══ Data for processing ══

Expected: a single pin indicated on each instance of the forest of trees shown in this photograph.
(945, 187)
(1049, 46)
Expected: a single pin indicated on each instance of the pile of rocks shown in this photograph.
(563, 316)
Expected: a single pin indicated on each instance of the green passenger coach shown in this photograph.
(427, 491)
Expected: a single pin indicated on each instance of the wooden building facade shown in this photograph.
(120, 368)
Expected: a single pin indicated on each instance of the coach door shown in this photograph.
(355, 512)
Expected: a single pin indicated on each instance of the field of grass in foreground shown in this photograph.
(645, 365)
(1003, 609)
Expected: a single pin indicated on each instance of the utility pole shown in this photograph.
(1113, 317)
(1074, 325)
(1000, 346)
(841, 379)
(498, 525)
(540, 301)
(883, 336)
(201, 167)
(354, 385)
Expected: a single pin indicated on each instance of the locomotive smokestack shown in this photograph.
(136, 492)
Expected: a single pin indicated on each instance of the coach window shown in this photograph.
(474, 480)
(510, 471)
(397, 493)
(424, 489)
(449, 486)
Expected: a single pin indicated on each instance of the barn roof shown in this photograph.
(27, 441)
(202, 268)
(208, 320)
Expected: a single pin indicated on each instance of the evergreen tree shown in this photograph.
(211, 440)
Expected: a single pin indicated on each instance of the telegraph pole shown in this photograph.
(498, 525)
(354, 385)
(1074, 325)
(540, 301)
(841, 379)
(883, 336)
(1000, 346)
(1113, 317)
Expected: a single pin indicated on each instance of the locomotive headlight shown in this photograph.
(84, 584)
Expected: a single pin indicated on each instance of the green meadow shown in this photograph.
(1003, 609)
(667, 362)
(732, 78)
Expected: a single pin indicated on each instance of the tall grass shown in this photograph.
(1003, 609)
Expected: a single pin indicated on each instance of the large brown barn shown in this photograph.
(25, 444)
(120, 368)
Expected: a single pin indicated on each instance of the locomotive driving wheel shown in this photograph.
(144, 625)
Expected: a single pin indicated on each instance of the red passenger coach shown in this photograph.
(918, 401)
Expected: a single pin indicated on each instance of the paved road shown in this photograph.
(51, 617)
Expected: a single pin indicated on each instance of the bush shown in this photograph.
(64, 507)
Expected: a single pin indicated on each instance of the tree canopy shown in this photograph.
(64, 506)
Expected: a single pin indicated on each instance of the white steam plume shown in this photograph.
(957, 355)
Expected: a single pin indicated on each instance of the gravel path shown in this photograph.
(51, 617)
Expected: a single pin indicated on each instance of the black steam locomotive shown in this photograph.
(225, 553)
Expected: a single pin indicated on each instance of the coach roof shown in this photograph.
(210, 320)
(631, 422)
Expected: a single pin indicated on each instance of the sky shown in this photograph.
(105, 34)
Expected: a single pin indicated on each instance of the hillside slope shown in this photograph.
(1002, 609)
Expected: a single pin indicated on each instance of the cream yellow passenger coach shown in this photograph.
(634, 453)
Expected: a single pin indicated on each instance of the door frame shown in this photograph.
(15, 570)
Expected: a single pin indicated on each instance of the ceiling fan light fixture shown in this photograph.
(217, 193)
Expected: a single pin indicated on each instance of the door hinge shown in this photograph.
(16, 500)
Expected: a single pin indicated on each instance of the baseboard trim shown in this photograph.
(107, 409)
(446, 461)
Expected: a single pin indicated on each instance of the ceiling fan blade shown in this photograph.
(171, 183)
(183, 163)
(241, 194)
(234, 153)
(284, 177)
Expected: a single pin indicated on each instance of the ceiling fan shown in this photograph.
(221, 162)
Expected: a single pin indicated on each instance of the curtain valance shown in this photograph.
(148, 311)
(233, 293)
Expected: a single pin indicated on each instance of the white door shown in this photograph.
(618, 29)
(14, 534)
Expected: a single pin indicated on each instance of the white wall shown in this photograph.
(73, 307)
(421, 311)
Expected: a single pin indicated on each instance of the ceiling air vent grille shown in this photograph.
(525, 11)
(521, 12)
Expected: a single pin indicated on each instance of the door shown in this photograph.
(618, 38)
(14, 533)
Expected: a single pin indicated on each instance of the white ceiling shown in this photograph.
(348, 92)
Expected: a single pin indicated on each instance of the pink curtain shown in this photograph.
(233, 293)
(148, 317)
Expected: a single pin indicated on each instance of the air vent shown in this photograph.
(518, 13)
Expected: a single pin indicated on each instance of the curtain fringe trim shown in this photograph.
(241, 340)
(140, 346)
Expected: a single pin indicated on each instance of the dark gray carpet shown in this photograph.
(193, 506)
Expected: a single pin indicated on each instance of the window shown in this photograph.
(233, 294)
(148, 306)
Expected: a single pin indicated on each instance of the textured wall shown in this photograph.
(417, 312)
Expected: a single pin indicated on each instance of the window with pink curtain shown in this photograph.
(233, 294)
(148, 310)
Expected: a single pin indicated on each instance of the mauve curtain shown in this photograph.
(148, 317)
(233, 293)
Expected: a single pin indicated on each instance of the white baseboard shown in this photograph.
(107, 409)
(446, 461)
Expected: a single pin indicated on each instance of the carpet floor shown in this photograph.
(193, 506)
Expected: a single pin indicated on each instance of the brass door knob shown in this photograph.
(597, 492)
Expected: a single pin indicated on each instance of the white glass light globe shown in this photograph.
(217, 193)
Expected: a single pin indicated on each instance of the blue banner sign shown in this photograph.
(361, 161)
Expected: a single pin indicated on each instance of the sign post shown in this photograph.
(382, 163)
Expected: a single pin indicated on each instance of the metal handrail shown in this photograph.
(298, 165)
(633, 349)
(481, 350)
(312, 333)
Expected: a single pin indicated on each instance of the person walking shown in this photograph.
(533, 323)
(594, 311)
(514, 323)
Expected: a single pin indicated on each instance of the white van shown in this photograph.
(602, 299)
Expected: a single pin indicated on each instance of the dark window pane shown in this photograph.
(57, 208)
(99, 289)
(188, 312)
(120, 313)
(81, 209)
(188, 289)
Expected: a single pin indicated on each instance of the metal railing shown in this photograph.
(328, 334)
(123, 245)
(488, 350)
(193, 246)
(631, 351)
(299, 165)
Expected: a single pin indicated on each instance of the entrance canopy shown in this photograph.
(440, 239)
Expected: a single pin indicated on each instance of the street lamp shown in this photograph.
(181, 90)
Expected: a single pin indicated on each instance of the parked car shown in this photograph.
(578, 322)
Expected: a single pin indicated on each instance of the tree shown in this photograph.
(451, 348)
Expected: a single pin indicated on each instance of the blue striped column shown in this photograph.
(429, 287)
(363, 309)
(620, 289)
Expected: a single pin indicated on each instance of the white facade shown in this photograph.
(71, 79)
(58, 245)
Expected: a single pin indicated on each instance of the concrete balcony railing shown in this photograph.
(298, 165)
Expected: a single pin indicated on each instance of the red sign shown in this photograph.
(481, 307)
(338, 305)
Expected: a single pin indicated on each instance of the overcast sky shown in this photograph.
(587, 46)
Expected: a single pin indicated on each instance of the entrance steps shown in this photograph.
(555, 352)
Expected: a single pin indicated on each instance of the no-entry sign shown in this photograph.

═══

## Exercise prompt
Repeat every line of the material exactly as given.

## Complete output
Expected: a single pin indicated on each instance of the forest of trees shown in this photograph.
(945, 187)
(1049, 46)
Expected: a single pin indicated on each instance of the pile of rocks shown in this photograph.
(563, 316)
Expected: a single pin indicated on each instance of the green passenger coach shown in this photograph.
(427, 491)
Expected: a single pin indicated on each instance of the wooden building facade shown in this photograph.
(120, 368)
Expected: a single pin indicated on each instance of the coach door shown in this photograph.
(355, 512)
Expected: a single pin indicated on each instance of the field of grass in foreground shown in this photograph.
(645, 365)
(1003, 609)
Expected: a single pin indicated on each instance of the utility pole shown in this photograph.
(1113, 317)
(1074, 325)
(1000, 346)
(841, 379)
(498, 525)
(540, 301)
(883, 336)
(201, 167)
(354, 385)
Expected: a single pin indicated on each instance of the locomotive smokestack shown in this photograph.
(136, 492)
Expected: a single pin indicated on each instance of the coach window shown in this photograph.
(474, 480)
(510, 471)
(397, 493)
(424, 489)
(449, 486)
Expected: a single pin indicated on each instance of the barn roof shown in this photograph.
(27, 441)
(202, 268)
(208, 320)
Expected: a single pin indicated on each instance of the evergreen tree shown in this photograph.
(211, 440)
Expected: a single pin indicated on each instance of the telegraph pole shown in this photograph.
(498, 525)
(354, 385)
(1074, 325)
(540, 301)
(841, 379)
(883, 336)
(1000, 346)
(1113, 317)
Expected: a single pin indicated on each instance of the locomotive headlight shown in this photograph.
(84, 584)
Expected: a single pin indicated on each instance of the green meadow shown in this photograph.
(1003, 609)
(667, 362)
(732, 78)
Expected: a single pin indicated on each instance of the tall grass shown in this photograph.
(1003, 609)
Expected: a single pin indicated on each instance of the large brown barn shown in this photograph.
(25, 444)
(120, 368)
Expected: a single pin indicated on each instance of the locomotive driving wheel shown in this photograph.
(144, 625)
Expected: a single pin indicated on each instance of the red passenger coach shown in this photograph.
(918, 401)
Expected: a single pin indicated on each instance of the paved road shown in this photograph.
(51, 617)
Expected: a single pin indicated on each instance of the bush shown in this photograph.
(64, 507)
Expected: a single pin indicated on each instance of the tree canopy shown in this photograph.
(64, 506)
Expected: a single pin indicated on each instance of the white steam plume shown in this photograph.
(957, 355)
Expected: a single pin indicated on each instance of the gravel path shown in this photograph.
(51, 617)
Expected: a single pin indicated on each instance of the black steam locomotive shown in this photograph.
(225, 553)
Expected: a single pin indicated on each instance of the coach roof shown in this photograph.
(210, 320)
(631, 422)
Expected: a single pin indicated on each instance of the sky shown in this photograph.
(105, 34)
Expected: a single pin indicated on each instance of the hillside slope shown in this photograph.
(1002, 609)
Expected: a single pin indicated on each instance of the cream yellow passenger coach shown in this photograph.
(634, 453)
Expected: a single pin indicated on each instance of the door frame shown in this photograph.
(15, 570)
Expected: a single pin indicated on each instance of the ceiling fan light fixture shown in this photograph.
(217, 193)
Expected: a single pin indicated on each instance of the door hinge shown in this photograph.
(16, 500)
Expected: a single pin indicated on each instance of the baseboard trim shown in this photograph.
(107, 409)
(446, 461)
Expected: a single pin indicated on each instance of the ceiling fan blade shown in this photograph.
(171, 183)
(183, 163)
(241, 194)
(234, 153)
(284, 177)
Expected: a single pin indicated on each instance of the ceiling fan shown in this photograph.
(221, 162)
Expected: a single pin indicated on each instance of the curtain valance shown in this photograph.
(148, 311)
(233, 293)
Expected: a single pin indicated on each instance of the white door shown in this photograph.
(618, 29)
(14, 534)
Expected: a single pin indicated on each instance of the white wall shown in this photograph.
(73, 307)
(421, 311)
Expected: a single pin indicated on each instance of the ceiling air vent grille shown in this photograph.
(525, 11)
(521, 12)
Expected: a single pin indicated on each instance of the door shown in this photograph.
(618, 38)
(14, 533)
Expected: a single pin indicated on each instance of the white ceiling shown in this photograph.
(348, 92)
Expected: a single pin indicated on each instance of the pink curtain shown in this photograph.
(233, 293)
(148, 317)
Expected: a single pin indicated on each instance of the air vent shown in this photograph.
(518, 13)
Expected: a single pin indicated on each instance of the curtain fringe trim shown in this photograph.
(241, 340)
(140, 346)
Expected: a single pin indicated on each instance of the dark gray carpet shown in this photograph.
(193, 506)
Expected: a single pin indicated on each instance of the window shown in this photograph.
(233, 294)
(148, 306)
Expected: a single pin indicated on each instance of the textured wall shown in this photograph.
(417, 312)
Expected: a single pin indicated on each instance of the window with pink curtain shown in this photograph.
(233, 294)
(148, 310)
Expected: a single pin indicated on each instance of the mauve curtain shown in this photograph.
(148, 317)
(233, 293)
Expected: a single pin indicated on each instance of the white baseboard shown in this photograph.
(107, 409)
(446, 461)
Expected: a single pin indicated on each instance of the carpet floor shown in this photograph.
(193, 506)
Expected: a single pin indicated on each instance of the brass door knob shown in this photograph.
(597, 492)
Expected: a single pin indicated on each instance of the white glass light globe shown in this photograph.
(217, 193)
Expected: a single pin indicated on each instance of the blue banner sign shown in this photograph.
(361, 161)
Expected: a single pin indicated on each instance of the sign post shown in this photograph.
(382, 163)
Expected: a single pin indicated on each instance of the metal handrail shown in this photograph.
(298, 165)
(633, 349)
(481, 350)
(312, 333)
Expected: a single pin indicated on each instance of the person walking shown in this photograph.
(533, 323)
(594, 311)
(514, 323)
Expected: a single pin indicated on each instance of the white van shown in this photograph.
(602, 299)
Expected: a single pin indicated on each instance of the dark window pane shown in this photograph.
(57, 208)
(99, 289)
(188, 312)
(120, 313)
(81, 209)
(188, 289)
Expected: a single pin indicated on each instance of the metal railing shown in this photograph.
(328, 334)
(123, 245)
(488, 350)
(193, 246)
(631, 351)
(299, 165)
Expected: a single pin indicated on each instance of the entrance canopy shown in this photograph.
(440, 239)
Expected: a single pin indicated on each instance of the street lamp shown in this photograph.
(181, 90)
Expected: a single pin indicated on each instance of the parked car shown in this photograph.
(578, 322)
Expected: a single pin indicated on each instance of the tree shown in this photograph.
(451, 348)
Expected: a single pin indicated on each instance of the blue striped column shown in this photograph.
(429, 287)
(363, 309)
(620, 289)
Expected: a single pin indicated on each instance of the white facade shown in this photograph.
(71, 79)
(58, 245)
Expected: a single pin indicated on each instance of the concrete balcony railing shown in this photograph.
(298, 165)
Expected: a single pin indicated on each instance of the red sign shown in this photograph.
(481, 307)
(338, 305)
Expected: a single pin indicated on each instance of the overcast sky shown in this photograph.
(587, 46)
Expected: a single pin indicated on each instance of the entrance steps shown in this photograph.
(555, 352)
Expected: a single pin indicated on each instance of the no-entry sign shown in this photograph.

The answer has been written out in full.